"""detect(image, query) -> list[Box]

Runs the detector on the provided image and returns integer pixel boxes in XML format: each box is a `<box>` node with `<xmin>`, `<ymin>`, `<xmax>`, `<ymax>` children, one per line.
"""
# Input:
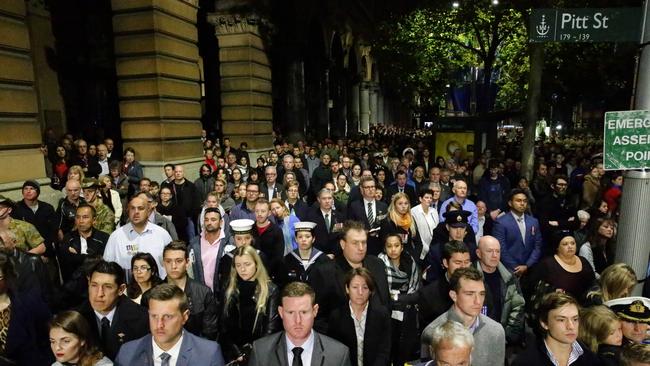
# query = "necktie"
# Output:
<box><xmin>368</xmin><ymin>202</ymin><xmax>375</xmax><ymax>227</ymax></box>
<box><xmin>160</xmin><ymin>352</ymin><xmax>172</xmax><ymax>366</ymax></box>
<box><xmin>291</xmin><ymin>347</ymin><xmax>303</xmax><ymax>366</ymax></box>
<box><xmin>325</xmin><ymin>214</ymin><xmax>330</xmax><ymax>233</ymax></box>
<box><xmin>101</xmin><ymin>317</ymin><xmax>111</xmax><ymax>351</ymax></box>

◆ **WHAT YOU SHOULD DO**
Rescale the items above by writing out every line again, changing only the box coordinates: multiply each one by 0.5 and round it to a whole number, with halves rounding up. Leave the pictures out of your answer.

◆ **WRITTEN REPLY**
"""detect(image, query) -> list[Box]

Runs the detector on the provided image and returns integer pixel boxes in XML format: each box is a `<box>` node with `<xmin>`, `<ymin>`, `<xmax>`, `<ymax>` children, one per line.
"""
# Input:
# query = "necktie"
# Output:
<box><xmin>184</xmin><ymin>101</ymin><xmax>188</xmax><ymax>114</ymax></box>
<box><xmin>80</xmin><ymin>176</ymin><xmax>86</xmax><ymax>183</ymax></box>
<box><xmin>146</xmin><ymin>174</ymin><xmax>152</xmax><ymax>183</ymax></box>
<box><xmin>163</xmin><ymin>107</ymin><xmax>165</xmax><ymax>117</ymax></box>
<box><xmin>51</xmin><ymin>159</ymin><xmax>56</xmax><ymax>176</ymax></box>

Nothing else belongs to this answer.